--- BEGIN Data section ---
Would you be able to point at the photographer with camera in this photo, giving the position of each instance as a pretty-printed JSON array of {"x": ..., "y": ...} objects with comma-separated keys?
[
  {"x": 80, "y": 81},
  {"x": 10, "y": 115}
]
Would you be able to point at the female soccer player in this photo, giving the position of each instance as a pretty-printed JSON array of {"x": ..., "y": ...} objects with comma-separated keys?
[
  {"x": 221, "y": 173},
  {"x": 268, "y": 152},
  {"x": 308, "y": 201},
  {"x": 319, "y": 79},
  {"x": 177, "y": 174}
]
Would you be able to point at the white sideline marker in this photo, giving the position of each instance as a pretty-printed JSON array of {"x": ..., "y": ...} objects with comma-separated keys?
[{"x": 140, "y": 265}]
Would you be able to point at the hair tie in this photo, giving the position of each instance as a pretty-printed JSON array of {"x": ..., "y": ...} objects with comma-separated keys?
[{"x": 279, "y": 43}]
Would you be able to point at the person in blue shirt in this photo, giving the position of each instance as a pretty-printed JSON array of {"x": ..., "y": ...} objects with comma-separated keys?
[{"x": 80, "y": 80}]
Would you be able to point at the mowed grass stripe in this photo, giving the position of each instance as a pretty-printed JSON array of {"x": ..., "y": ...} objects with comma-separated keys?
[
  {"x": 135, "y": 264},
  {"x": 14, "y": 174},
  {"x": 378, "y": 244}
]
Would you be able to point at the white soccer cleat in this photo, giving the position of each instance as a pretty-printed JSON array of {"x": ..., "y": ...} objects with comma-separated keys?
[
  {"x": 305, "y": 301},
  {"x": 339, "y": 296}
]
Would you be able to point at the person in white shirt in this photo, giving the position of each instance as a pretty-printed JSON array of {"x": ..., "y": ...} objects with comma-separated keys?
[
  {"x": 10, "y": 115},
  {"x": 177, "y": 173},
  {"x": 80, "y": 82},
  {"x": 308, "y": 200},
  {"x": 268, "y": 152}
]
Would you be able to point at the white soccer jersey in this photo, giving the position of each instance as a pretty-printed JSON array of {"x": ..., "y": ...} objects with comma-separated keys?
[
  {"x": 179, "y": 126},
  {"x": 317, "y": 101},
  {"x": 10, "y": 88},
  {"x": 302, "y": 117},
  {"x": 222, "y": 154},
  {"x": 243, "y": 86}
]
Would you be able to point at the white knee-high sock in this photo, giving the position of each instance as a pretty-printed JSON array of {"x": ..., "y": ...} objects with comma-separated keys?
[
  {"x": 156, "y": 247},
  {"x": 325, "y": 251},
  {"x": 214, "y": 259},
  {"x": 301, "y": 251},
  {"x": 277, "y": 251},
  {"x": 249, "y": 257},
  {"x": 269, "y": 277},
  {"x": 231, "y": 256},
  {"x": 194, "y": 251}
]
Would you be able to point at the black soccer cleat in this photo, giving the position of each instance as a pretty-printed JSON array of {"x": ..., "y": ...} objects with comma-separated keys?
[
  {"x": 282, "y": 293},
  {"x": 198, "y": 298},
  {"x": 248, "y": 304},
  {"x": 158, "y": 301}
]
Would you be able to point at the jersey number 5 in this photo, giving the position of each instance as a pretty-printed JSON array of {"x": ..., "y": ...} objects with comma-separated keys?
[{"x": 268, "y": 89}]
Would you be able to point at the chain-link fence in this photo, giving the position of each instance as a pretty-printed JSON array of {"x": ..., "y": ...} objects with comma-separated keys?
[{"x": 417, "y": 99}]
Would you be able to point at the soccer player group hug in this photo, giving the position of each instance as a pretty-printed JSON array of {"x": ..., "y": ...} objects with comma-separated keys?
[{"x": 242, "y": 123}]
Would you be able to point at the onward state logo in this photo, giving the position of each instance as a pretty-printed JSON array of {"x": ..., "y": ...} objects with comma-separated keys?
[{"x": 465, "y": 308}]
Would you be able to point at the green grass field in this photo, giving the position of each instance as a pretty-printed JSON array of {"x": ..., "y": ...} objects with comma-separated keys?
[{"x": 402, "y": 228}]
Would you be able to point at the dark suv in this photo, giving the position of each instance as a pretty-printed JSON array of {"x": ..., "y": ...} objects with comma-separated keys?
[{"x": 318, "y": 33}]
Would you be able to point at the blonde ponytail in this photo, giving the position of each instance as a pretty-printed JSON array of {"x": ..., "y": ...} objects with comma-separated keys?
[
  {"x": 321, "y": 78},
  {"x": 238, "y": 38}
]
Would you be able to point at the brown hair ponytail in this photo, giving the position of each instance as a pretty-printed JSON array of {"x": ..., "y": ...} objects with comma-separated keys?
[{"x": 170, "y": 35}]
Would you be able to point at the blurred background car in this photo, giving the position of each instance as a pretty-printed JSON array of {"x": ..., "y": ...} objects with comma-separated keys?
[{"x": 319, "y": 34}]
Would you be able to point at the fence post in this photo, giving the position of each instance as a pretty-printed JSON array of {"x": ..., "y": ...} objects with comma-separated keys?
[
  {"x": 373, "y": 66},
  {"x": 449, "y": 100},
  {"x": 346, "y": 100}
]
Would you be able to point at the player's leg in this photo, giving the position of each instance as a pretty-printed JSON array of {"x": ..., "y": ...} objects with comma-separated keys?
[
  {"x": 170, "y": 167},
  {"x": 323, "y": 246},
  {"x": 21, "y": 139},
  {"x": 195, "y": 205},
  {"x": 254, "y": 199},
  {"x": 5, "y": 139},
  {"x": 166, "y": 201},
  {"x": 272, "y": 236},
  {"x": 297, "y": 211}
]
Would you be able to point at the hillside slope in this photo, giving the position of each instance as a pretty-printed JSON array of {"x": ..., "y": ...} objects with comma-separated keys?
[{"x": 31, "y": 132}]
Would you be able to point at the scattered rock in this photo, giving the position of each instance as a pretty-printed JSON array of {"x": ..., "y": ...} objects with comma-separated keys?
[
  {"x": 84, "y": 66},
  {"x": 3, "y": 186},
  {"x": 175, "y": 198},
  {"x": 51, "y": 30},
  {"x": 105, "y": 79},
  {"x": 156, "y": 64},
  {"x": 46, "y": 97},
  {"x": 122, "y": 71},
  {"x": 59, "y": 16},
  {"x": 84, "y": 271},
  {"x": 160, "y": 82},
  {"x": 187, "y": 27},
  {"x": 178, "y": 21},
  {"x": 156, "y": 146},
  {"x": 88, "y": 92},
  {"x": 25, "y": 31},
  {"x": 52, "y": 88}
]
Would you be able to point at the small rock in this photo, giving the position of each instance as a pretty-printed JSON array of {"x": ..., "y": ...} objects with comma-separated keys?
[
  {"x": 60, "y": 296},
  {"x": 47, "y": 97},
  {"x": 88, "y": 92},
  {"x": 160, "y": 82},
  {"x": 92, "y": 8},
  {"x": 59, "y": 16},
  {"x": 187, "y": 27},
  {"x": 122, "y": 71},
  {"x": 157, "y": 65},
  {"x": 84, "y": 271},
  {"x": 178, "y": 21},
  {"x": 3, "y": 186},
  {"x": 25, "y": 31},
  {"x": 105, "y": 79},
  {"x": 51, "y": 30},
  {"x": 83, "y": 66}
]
--- END Data section ---
Directions for this task:
Could you return all of the records above, word for word and without any changes?

Result:
Would you be able to point at the photographer with camera in this photo, giving the position of each instance as a pretty-printed JSON array of {"x": ..., "y": ...} objects with comma-separated keys?
[
  {"x": 80, "y": 81},
  {"x": 10, "y": 115}
]
Would you be able to point at the female soccer player in this photo, giving the position of each instance as a pretty-printed JSON array of {"x": ..., "y": ...} objects with comma-separated keys?
[
  {"x": 221, "y": 173},
  {"x": 268, "y": 152},
  {"x": 308, "y": 201},
  {"x": 319, "y": 79},
  {"x": 177, "y": 174}
]
Would you be able to point at the white sideline marker in this photo, giving the position of each instance as a pretty-printed JSON array of {"x": ..., "y": ...} objects with comma-separated keys?
[{"x": 140, "y": 265}]
Would you be able to point at the hair tie in this photo, giving the position of each instance as a pretty-printed JSON array of {"x": ..., "y": ...} objects with comma-separated keys?
[{"x": 279, "y": 43}]
Would you be able to point at the person in blue shirt in this photo, giving the position of each instance as a pretty-printed JSON array of {"x": ..., "y": ...} objects with comma-separated keys?
[{"x": 80, "y": 80}]
Would you be able to point at the mowed grass stripe in this photo, giving the position of each instance as a pretty-printed JSON array of {"x": ..., "y": ...} objects with comma-separated keys?
[
  {"x": 135, "y": 264},
  {"x": 14, "y": 174},
  {"x": 378, "y": 244}
]
Would you be able to point at the white soccer cleat in this photo, giving the position of each instance as a pretty-printed JSON array of {"x": ..., "y": ...} objects with comma-separated keys?
[
  {"x": 305, "y": 301},
  {"x": 339, "y": 296}
]
Would you be able to point at the person in white shirt in this photo, giving the position of each instance as a pretty-printed JSON array of {"x": ..., "y": ...} objects with comma-separated keys?
[
  {"x": 10, "y": 115},
  {"x": 177, "y": 173},
  {"x": 80, "y": 82},
  {"x": 308, "y": 200},
  {"x": 268, "y": 152}
]
Would you be able to point at the white soccer jersey in this photo, giving the position of each instance as a pretty-printed JSON array of {"x": ..., "y": ...} objects with comma-separated keys?
[
  {"x": 179, "y": 126},
  {"x": 317, "y": 101},
  {"x": 10, "y": 88},
  {"x": 302, "y": 117},
  {"x": 222, "y": 154},
  {"x": 243, "y": 86}
]
Would you be able to point at the white knee-high sock in this photo, giving the position of each instance as a pretty-printed JSON array of {"x": ..., "y": ...} objects with comma-separated keys?
[
  {"x": 156, "y": 247},
  {"x": 325, "y": 251},
  {"x": 214, "y": 259},
  {"x": 301, "y": 251},
  {"x": 277, "y": 251},
  {"x": 249, "y": 257},
  {"x": 269, "y": 277},
  {"x": 231, "y": 256},
  {"x": 194, "y": 251}
]
Would you be able to point at the black soccer cleat in this photo, giving the position of each instance as a pretty-printed JSON array of {"x": ..., "y": ...} objects with comma-separated keys?
[
  {"x": 282, "y": 293},
  {"x": 198, "y": 298},
  {"x": 248, "y": 304},
  {"x": 158, "y": 301}
]
Would you be able to point at the jersey number 5 in this photo, giving the position of each instance as a pretty-printed JSON array of {"x": ..., "y": ...} objects with comma-separated keys?
[{"x": 268, "y": 89}]
Would you be able to point at the chain-link fence in this photo, giving the position of each instance as a pretty-printed JSON array of {"x": ..., "y": ...} objects with comma-separated keys?
[{"x": 417, "y": 99}]
Would you be able to point at the soccer player group hug in this photo, giving the position of each instance as a pretty-printed JSON array of {"x": ..., "y": ...} objects with comma-separated keys?
[{"x": 242, "y": 123}]
Would you be able to point at the onward state logo in this photo, giving the position of each instance as a pretty-printed JSON array of {"x": ..., "y": ...} objects with comma-separated keys?
[{"x": 465, "y": 308}]
Would you be able to point at the green grass field in this photo, giving the position of each instance as a pretty-printed JSON array of {"x": ..., "y": ...} objects with comma-separated keys?
[{"x": 402, "y": 228}]
Would you be able to point at the dark suv in this photo, giving the position of each instance as a pretty-printed JSON array of {"x": ..., "y": ...} objects with comma-separated keys?
[{"x": 318, "y": 33}]
Would you be able to point at the blonde ponytail in this photo, giving the position of each instance as a pretty-printed JSON array of {"x": ..., "y": ...} objects with comma-separated keys?
[
  {"x": 321, "y": 78},
  {"x": 238, "y": 38}
]
Would you be able to point at the brown hair ponytail in this photo, giving the position of each instance as a pretty-printed JSON array of {"x": ..., "y": ...} objects with comma-separated keys?
[{"x": 170, "y": 35}]
Would you be able to point at the blurred background car in this photo, giving the position of each instance as a pretty-printed JSON array of {"x": ..., "y": ...} objects with comma-separated keys?
[{"x": 319, "y": 34}]
Would you be able to point at the fence post in this photo, giving the position of each instance as a pretty-printed JSON array of {"x": ..., "y": ...} objects with comma-separated keys?
[
  {"x": 373, "y": 66},
  {"x": 449, "y": 100},
  {"x": 346, "y": 100}
]
Would you be able to point at the player's leg in this photo, giving the position of each instance as a pretty-printed JSON array of {"x": ..., "y": ...} objects with comma-separated keys?
[
  {"x": 170, "y": 167},
  {"x": 323, "y": 246},
  {"x": 21, "y": 139},
  {"x": 195, "y": 205},
  {"x": 254, "y": 199},
  {"x": 5, "y": 139},
  {"x": 166, "y": 201},
  {"x": 272, "y": 236},
  {"x": 297, "y": 211}
]
Would you be able to point at the hillside slope in this photo, giving the position of each instance as a pretty-printed JSON array of {"x": ..., "y": ...} objects with comma-separated keys?
[{"x": 31, "y": 132}]
Would you be able to point at the scattered rock in this photo, giving the position of each instance as a pretty-printed JSON array of {"x": ..., "y": ...} objects with comma-separated keys?
[
  {"x": 84, "y": 66},
  {"x": 3, "y": 186},
  {"x": 175, "y": 198},
  {"x": 51, "y": 30},
  {"x": 105, "y": 79},
  {"x": 156, "y": 64},
  {"x": 46, "y": 97},
  {"x": 122, "y": 71},
  {"x": 59, "y": 16},
  {"x": 84, "y": 271},
  {"x": 160, "y": 82},
  {"x": 187, "y": 27},
  {"x": 178, "y": 21},
  {"x": 156, "y": 146},
  {"x": 88, "y": 92},
  {"x": 25, "y": 31},
  {"x": 52, "y": 88}
]
Would you be able to point at the small rock in this photo, giving the position of each instance as a pretty-printed JSON array of {"x": ..., "y": ...} objects with comma-separated keys?
[
  {"x": 60, "y": 296},
  {"x": 47, "y": 97},
  {"x": 88, "y": 92},
  {"x": 160, "y": 82},
  {"x": 92, "y": 8},
  {"x": 59, "y": 16},
  {"x": 187, "y": 27},
  {"x": 122, "y": 71},
  {"x": 157, "y": 65},
  {"x": 84, "y": 271},
  {"x": 178, "y": 21},
  {"x": 3, "y": 186},
  {"x": 25, "y": 31},
  {"x": 105, "y": 79},
  {"x": 51, "y": 30},
  {"x": 83, "y": 66}
]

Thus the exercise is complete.